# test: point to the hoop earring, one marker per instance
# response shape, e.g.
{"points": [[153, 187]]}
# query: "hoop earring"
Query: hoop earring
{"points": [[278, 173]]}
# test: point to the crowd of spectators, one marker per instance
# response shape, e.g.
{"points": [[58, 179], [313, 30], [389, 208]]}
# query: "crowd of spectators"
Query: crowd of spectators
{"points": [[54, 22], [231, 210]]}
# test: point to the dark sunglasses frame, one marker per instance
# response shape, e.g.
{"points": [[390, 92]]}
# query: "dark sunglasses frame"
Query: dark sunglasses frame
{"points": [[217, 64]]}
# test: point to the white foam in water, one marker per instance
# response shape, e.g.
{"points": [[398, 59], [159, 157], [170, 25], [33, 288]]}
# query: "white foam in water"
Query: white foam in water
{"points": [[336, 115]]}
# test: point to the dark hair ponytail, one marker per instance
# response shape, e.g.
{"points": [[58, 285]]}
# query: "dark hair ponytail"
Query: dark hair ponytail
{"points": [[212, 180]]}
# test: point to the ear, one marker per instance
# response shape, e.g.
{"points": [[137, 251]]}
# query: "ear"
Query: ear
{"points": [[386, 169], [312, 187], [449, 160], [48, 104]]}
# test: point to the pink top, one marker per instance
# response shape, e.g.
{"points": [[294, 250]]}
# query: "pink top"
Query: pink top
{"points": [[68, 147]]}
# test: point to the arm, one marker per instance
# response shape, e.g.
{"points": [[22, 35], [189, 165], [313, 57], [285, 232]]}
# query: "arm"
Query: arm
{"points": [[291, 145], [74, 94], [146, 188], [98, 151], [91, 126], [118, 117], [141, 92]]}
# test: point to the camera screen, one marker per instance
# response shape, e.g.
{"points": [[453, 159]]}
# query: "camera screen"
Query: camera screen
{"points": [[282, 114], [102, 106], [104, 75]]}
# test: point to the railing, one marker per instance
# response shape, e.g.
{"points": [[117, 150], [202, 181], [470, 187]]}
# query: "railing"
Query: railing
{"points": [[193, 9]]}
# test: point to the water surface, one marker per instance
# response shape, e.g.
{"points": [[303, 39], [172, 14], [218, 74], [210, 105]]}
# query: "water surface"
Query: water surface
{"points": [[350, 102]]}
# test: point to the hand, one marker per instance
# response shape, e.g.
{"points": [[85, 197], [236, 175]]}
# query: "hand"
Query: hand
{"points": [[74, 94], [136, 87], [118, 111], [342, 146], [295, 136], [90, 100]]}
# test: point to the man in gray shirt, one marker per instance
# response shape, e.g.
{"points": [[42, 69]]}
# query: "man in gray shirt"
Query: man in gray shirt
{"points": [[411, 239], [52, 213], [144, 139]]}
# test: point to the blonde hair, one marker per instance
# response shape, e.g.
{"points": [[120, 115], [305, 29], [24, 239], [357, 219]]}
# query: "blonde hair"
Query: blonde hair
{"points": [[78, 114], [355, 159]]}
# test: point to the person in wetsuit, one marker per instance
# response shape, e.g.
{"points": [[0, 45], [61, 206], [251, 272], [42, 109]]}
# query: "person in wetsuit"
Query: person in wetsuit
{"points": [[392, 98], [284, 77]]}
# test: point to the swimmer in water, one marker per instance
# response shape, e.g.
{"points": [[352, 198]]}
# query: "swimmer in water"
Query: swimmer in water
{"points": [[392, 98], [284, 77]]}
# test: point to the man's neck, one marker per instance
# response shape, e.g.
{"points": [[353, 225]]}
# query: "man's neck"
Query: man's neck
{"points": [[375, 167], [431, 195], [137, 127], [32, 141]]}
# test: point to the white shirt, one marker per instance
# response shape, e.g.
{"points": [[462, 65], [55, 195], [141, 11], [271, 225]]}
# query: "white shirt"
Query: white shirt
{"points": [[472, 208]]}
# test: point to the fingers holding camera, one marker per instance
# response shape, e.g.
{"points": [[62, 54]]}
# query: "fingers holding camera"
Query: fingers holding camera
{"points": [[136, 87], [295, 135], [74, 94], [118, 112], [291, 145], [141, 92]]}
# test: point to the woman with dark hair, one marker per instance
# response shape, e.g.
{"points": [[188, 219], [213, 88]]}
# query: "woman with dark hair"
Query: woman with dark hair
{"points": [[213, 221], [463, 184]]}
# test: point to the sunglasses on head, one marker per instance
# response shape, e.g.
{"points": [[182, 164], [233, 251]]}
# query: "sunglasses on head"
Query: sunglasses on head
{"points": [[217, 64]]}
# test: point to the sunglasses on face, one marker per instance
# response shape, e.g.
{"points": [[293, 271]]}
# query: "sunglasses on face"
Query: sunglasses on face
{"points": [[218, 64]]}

# [AIM OF THE TASK]
The response should be an exact copy of all the records above.

# [TASK OUTPUT]
# test: point to the hoop earring, one marker per instance
# response shape, e.g.
{"points": [[153, 187]]}
# query: "hoop earring"
Query: hoop earring
{"points": [[278, 173]]}
# test: point to the crowd of spectators, one marker per instance
# response shape, e.g.
{"points": [[58, 179], [313, 30], [389, 208]]}
# query: "crowd of spectators"
Query: crowd of spectators
{"points": [[54, 22], [231, 210]]}
# test: point to the dark sunglasses frame, one marker per instance
# response shape, e.g.
{"points": [[390, 92]]}
# query: "dark sunglasses frame"
Query: dark sunglasses frame
{"points": [[217, 64]]}
# test: point to the white foam in water, one marker per instance
# response shape, e.g.
{"points": [[398, 59], [159, 157], [170, 25], [33, 288]]}
# query: "white foam in water"
Query: white foam in water
{"points": [[336, 115]]}
# test: point to the dark hair ponytail, one marker per instance
# response shape, e.g.
{"points": [[58, 285]]}
# query: "dark hair ponytail"
Query: dark hair ponytail
{"points": [[212, 180]]}
# test: point to the ear, one marker per instance
# response shape, e.g.
{"points": [[137, 251]]}
# query: "ear"
Query: ear
{"points": [[386, 169], [312, 187], [449, 160], [48, 104]]}
# test: point to the pink top, one marker per instance
# response shape, e.g.
{"points": [[294, 250]]}
# query: "pink top"
Query: pink top
{"points": [[68, 147]]}
# test: point to the arm, one marker per instance
# response shape, e.g.
{"points": [[22, 35], [189, 165], [313, 57], [285, 232]]}
# query: "arm"
Query: arm
{"points": [[291, 145], [74, 94], [146, 188], [98, 151], [91, 126], [118, 117], [141, 92]]}
# test: point to the camera screen, one marker per instance
# response shape, e.g.
{"points": [[453, 159]]}
# query: "camera screen"
Query: camera screen
{"points": [[282, 114], [102, 106], [104, 75]]}
# test: point to the railing, one marker per instance
# response shape, e.g.
{"points": [[117, 150], [202, 181], [470, 187]]}
# query: "railing"
Query: railing
{"points": [[193, 9]]}
# test: point to the water surface, one marker per instance
# response shape, e.g.
{"points": [[303, 39], [172, 14], [218, 74], [210, 105]]}
# query: "water surface"
Query: water surface
{"points": [[350, 102]]}
# test: point to the hand, one marker per instance
# response shape, e.g.
{"points": [[85, 197], [236, 175]]}
# query: "hand"
Query: hand
{"points": [[74, 94], [136, 87], [118, 111], [342, 146], [295, 136], [90, 100]]}
# test: point to the man in gray shirt, one marker per instance
# response shape, e.g.
{"points": [[42, 69]]}
# query: "man in gray shirt"
Query: man in gray shirt
{"points": [[411, 239], [52, 213], [144, 139]]}
# test: point to the blonde hair, one marker per instance
# response shape, e.g.
{"points": [[120, 115], [305, 29], [24, 239], [357, 219]]}
# query: "blonde hair"
Query: blonde hair
{"points": [[78, 114], [355, 159]]}
# test: point to the person in wetsuit, one marker per instance
# response shape, e.g.
{"points": [[0, 45], [61, 206], [251, 272], [42, 109]]}
# query: "person in wetsuit"
Query: person in wetsuit
{"points": [[392, 98], [284, 77]]}
# test: point to the swimmer in water, one marker per instance
# response shape, e.g.
{"points": [[352, 198]]}
# query: "swimmer in water"
Query: swimmer in water
{"points": [[392, 98], [284, 77]]}
# test: point to the man's neck, one marker per instance
# response shape, e.g.
{"points": [[353, 225]]}
# query: "man's neck"
Query: man's neck
{"points": [[375, 167], [431, 195], [137, 127], [32, 141]]}
# test: point to the white shirt, one marker per instance
# response shape, e.g.
{"points": [[462, 65], [55, 195], [141, 11], [271, 225]]}
# query: "white shirt"
Query: white shirt
{"points": [[472, 208]]}
# test: point to the fingers holding camera, one marker per instance
# response shape, e.g.
{"points": [[62, 54]]}
# query: "fingers holding camera"
Query: fingers holding camera
{"points": [[136, 87], [295, 135], [74, 94], [118, 112], [291, 145], [141, 92]]}
# test: point to the woman with dark hair, one marker per instance
# response shape, e.g.
{"points": [[188, 219], [213, 88]]}
# query: "woman with dark hair"
Query: woman with dark hair
{"points": [[213, 221], [463, 184]]}
# test: point to the sunglasses on head, one marker per instance
# response shape, e.g.
{"points": [[182, 164], [233, 251]]}
# query: "sunglasses on head"
Query: sunglasses on head
{"points": [[217, 64]]}
# test: point to the sunglasses on face, one marker per instance
# response shape, e.g.
{"points": [[293, 271]]}
# query: "sunglasses on face"
Query: sunglasses on face
{"points": [[218, 64]]}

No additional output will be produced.